▸ **Problem requirements**
Turn every line of the records below into a numbered list, skipping blank lines and leaving out the pictures.

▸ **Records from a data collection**
********
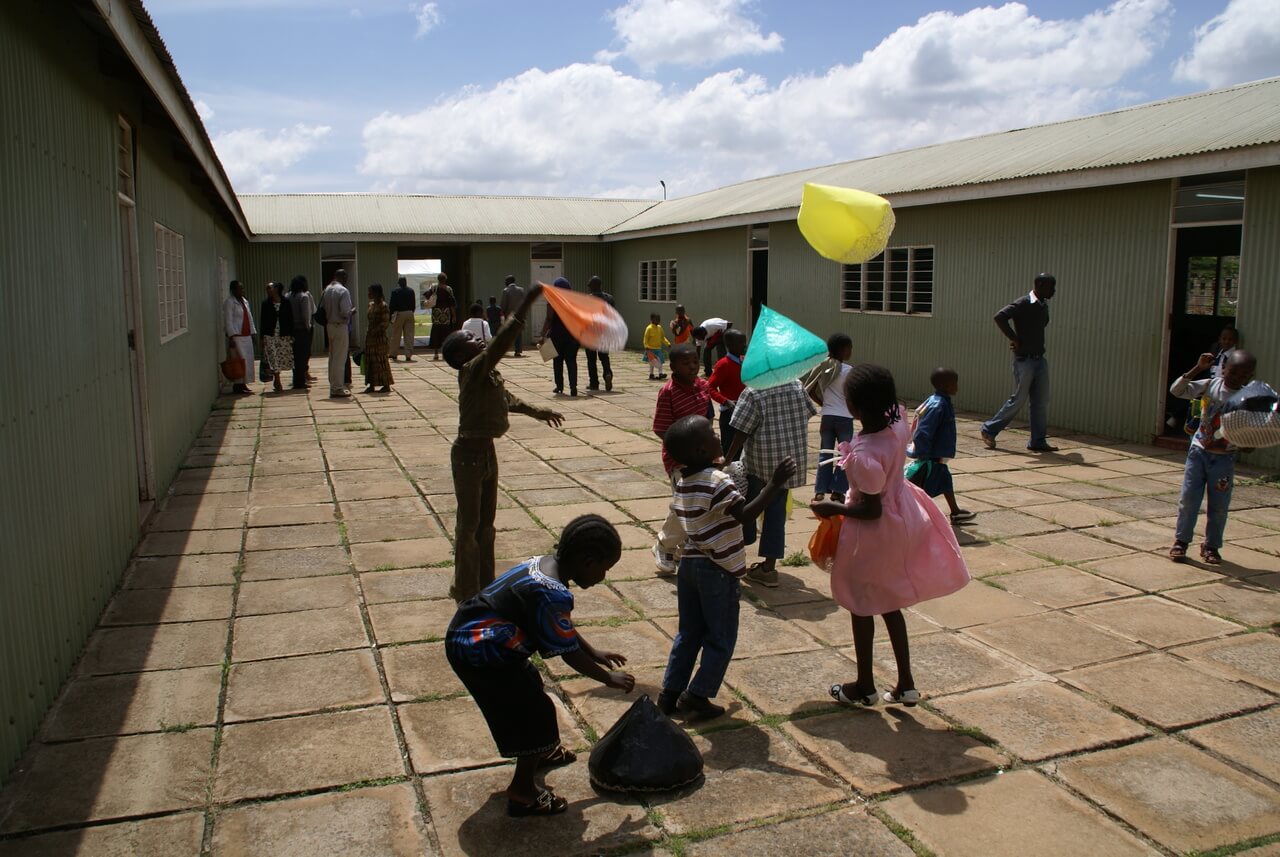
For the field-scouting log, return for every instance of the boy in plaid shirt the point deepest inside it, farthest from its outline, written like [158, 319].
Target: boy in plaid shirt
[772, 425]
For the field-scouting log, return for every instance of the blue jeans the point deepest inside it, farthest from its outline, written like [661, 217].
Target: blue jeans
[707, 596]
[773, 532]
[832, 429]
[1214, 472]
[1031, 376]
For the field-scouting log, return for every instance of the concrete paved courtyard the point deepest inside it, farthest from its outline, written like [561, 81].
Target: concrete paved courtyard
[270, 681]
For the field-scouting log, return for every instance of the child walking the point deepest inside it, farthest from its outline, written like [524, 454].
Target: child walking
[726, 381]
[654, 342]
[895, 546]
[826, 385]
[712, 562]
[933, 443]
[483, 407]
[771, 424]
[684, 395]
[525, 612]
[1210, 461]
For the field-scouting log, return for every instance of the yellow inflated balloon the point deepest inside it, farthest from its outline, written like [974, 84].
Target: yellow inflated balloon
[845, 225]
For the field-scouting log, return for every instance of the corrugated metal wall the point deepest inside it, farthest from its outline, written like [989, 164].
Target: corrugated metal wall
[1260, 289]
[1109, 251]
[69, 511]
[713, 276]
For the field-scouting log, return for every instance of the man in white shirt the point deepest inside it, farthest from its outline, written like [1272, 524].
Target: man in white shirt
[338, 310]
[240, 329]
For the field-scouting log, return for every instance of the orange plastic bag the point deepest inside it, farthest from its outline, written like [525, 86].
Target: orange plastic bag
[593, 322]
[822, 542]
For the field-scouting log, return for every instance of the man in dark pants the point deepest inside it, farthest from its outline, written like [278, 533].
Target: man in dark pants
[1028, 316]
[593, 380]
********
▸ **Reply to the exercise**
1. For the field-scouting log, return for every instance of the boy in plaid shirt the point deepest inside it, farthest from its outline, written like [158, 319].
2. Target: boy in plaid shirt
3. [772, 425]
4. For the field-scouting log, return for every instance of the blue jeans the point deepest inside it, farthest from its outline, written like [661, 217].
5. Target: blue jeans
6. [707, 596]
7. [773, 532]
8. [832, 429]
9. [1214, 472]
10. [1031, 376]
11. For the field-scouting log, return for every instance of the concrete paved courtyard the point deepest inside it, farthest from its outline, written like [561, 81].
12. Target: concrete paved courtyard
13. [270, 681]
14. For the field-scouting log, return for every instance of the child walking the point deepest inside it, farthest from its outline, written like [524, 454].
15. Target: child walking
16. [726, 381]
17. [654, 342]
18. [895, 546]
19. [826, 385]
20. [712, 562]
21. [933, 443]
22. [483, 407]
23. [771, 424]
24. [684, 395]
25. [525, 612]
26. [1210, 461]
27. For the field-scouting log, return for every instance of the yellow inflated balloon the point deepest inside it, farthest from its outline, written like [974, 84].
28. Target: yellow inflated balloon
29. [845, 225]
30. For the field-scouting log, return for every instance of the corrugated metal wall the point deepest inside it, farthest from its outline, written like [989, 164].
31. Target: corrugated metal wall
32. [1260, 289]
33. [1109, 251]
34. [69, 511]
35. [713, 276]
36. For the field-scouting log, return for every instance of the man in white shirt the point deepest inside it, farthest from its outline, written like [1272, 524].
37. Target: man in white shirt
38. [338, 310]
39. [240, 329]
40. For the field-scouting log, return for every instance of the orange plastic bag the point deepest inside it, farthest from its outline, written like [525, 86].
41. Target: orange plastic bag
42. [593, 322]
43. [822, 542]
44. For the field-scouting log, return for every instance of the man in dark pants the point deepest inside it, farthest from its outline, written like [278, 533].
45. Target: man in dark pants
46. [1028, 316]
47. [593, 380]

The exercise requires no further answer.